## TASK TO CARRY OUT:
Scan the records below for the string "student" and return every line where it appears.

________________________

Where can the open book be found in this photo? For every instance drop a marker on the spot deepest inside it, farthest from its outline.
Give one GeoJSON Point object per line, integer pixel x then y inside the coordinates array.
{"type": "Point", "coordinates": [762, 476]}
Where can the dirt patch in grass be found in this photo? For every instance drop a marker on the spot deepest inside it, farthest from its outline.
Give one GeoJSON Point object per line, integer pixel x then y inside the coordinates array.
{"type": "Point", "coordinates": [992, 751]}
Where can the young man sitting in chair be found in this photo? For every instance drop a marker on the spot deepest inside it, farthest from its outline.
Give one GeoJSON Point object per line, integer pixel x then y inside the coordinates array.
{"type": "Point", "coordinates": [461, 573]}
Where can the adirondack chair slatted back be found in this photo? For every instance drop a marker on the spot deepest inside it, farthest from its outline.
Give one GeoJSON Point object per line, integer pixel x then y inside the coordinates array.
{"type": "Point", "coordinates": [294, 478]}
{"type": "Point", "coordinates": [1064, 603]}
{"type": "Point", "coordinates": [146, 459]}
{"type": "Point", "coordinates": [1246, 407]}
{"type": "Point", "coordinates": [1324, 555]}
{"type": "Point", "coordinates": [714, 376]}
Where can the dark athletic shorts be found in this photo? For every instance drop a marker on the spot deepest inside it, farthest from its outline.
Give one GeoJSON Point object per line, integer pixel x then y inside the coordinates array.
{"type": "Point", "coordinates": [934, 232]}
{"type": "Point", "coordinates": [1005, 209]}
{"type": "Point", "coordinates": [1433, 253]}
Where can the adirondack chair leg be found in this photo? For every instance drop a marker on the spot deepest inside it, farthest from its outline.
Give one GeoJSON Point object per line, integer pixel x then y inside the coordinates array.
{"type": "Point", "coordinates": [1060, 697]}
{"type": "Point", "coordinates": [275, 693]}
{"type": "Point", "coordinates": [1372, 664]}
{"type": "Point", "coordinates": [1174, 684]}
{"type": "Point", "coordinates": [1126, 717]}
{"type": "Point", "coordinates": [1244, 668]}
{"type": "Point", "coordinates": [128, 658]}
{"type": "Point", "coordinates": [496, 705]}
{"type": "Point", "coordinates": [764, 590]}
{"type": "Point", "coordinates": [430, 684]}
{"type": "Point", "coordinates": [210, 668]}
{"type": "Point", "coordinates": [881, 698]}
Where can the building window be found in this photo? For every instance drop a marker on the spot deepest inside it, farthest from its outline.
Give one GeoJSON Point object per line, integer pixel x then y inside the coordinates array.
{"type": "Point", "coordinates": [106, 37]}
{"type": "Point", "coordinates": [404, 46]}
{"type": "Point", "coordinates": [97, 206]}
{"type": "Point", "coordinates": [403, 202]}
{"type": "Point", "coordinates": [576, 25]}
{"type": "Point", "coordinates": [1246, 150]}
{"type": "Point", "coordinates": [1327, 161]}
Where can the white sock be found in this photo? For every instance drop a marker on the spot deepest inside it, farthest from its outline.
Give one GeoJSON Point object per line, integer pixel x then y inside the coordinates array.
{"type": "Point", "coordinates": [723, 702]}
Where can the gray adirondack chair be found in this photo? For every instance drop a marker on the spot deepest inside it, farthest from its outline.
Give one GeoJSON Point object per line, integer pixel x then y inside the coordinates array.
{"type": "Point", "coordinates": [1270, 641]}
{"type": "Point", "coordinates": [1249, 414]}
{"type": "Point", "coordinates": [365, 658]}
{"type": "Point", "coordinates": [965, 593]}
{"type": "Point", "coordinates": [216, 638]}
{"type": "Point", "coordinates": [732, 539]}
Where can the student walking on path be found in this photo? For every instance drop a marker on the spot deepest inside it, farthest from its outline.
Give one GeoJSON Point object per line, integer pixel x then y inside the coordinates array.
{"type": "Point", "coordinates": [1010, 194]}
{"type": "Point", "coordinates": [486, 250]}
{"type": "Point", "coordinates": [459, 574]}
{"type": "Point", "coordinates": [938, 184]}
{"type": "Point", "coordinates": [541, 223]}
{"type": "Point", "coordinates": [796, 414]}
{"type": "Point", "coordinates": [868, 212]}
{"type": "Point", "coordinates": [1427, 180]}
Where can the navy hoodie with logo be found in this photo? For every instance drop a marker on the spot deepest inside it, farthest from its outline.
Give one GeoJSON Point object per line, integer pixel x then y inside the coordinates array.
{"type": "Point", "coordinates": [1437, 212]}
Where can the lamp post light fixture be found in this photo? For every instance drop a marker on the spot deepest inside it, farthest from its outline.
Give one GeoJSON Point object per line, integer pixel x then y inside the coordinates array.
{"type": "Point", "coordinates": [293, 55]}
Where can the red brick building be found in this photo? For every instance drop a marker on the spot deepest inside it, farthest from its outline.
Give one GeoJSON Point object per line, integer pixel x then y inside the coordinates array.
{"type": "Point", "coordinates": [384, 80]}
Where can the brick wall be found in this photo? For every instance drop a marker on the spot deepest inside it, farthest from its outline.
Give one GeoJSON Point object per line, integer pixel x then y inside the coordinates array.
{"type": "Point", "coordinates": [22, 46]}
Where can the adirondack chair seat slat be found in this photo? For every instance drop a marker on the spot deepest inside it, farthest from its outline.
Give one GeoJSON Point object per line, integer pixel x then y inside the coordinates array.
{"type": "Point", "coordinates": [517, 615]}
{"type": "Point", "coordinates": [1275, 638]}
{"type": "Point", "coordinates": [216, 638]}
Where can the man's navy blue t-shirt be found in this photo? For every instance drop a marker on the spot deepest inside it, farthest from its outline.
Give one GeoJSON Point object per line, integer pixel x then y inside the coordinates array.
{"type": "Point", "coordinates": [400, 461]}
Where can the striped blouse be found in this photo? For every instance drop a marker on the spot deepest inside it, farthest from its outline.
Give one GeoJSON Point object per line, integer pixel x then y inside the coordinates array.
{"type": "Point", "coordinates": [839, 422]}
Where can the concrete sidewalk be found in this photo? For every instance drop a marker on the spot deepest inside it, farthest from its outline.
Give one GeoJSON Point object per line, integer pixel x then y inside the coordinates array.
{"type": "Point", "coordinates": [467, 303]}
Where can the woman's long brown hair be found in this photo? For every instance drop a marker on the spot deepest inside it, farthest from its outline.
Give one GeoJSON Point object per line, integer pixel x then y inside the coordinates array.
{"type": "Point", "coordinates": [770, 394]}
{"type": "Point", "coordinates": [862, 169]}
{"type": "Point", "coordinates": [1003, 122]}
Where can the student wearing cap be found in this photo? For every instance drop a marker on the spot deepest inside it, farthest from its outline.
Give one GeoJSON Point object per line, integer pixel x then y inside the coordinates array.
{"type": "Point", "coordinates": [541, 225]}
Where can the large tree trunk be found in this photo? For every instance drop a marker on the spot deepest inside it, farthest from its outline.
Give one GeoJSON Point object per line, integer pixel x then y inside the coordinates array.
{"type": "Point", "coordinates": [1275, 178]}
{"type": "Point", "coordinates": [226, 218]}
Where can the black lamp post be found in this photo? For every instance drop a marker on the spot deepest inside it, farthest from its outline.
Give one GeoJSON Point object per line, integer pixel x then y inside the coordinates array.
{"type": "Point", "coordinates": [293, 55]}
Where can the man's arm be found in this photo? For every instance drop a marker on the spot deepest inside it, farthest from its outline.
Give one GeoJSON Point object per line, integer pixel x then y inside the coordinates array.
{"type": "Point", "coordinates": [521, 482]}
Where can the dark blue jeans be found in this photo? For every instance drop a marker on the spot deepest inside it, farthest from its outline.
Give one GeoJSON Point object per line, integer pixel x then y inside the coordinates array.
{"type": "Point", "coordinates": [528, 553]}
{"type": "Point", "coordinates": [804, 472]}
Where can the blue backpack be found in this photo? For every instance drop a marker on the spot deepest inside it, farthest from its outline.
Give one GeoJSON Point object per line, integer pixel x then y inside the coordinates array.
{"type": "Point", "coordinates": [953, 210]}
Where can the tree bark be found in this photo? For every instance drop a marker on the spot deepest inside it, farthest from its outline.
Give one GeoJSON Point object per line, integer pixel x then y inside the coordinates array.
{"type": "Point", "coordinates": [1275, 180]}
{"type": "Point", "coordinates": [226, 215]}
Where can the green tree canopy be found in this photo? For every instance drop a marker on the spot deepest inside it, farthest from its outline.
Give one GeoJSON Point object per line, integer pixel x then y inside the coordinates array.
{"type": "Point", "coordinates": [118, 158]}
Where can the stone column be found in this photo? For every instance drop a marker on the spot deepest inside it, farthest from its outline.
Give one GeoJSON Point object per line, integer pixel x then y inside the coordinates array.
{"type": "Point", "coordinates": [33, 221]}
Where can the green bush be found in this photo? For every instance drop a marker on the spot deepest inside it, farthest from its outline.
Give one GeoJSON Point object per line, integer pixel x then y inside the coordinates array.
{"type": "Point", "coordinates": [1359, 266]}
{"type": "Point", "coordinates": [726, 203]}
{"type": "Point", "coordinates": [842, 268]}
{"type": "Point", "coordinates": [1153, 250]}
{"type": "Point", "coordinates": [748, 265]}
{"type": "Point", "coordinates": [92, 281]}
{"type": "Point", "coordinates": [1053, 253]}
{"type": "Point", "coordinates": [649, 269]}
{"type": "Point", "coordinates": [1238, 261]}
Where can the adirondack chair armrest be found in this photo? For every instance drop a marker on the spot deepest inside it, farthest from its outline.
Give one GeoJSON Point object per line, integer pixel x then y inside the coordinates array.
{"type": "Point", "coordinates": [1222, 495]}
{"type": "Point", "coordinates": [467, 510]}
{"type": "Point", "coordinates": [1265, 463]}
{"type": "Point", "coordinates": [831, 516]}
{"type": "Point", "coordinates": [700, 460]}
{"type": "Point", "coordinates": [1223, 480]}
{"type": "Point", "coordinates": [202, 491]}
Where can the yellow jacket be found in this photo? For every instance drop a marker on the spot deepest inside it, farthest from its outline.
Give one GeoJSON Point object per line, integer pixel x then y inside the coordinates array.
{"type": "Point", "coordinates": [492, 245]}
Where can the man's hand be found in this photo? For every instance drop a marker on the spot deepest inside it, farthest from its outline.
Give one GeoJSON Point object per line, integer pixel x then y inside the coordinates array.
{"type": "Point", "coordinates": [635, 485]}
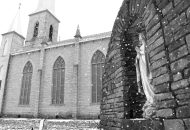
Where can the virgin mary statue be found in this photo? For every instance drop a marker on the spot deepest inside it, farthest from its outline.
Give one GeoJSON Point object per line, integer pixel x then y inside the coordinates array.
{"type": "Point", "coordinates": [144, 78]}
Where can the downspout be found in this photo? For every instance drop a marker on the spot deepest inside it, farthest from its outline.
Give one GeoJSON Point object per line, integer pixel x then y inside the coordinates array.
{"type": "Point", "coordinates": [5, 85]}
{"type": "Point", "coordinates": [41, 73]}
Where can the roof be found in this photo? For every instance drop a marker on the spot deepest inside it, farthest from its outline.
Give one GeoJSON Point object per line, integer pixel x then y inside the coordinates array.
{"type": "Point", "coordinates": [67, 42]}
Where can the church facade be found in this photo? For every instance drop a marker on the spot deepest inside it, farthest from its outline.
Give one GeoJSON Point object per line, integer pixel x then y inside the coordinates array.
{"type": "Point", "coordinates": [43, 77]}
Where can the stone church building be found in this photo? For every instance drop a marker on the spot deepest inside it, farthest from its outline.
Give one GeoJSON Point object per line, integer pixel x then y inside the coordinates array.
{"type": "Point", "coordinates": [43, 77]}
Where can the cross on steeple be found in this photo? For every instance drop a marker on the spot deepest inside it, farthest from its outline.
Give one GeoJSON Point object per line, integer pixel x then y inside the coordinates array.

________________________

## RESULT OF THE TASK:
Where can the student walking on path be found in this photo? For every instance drop a marker on the spot deepest inside it, farthest from its outline.
Where can the student wearing cap be found in this photo? For every instance drop a marker on the spot deepest inside it, farthest from its outline.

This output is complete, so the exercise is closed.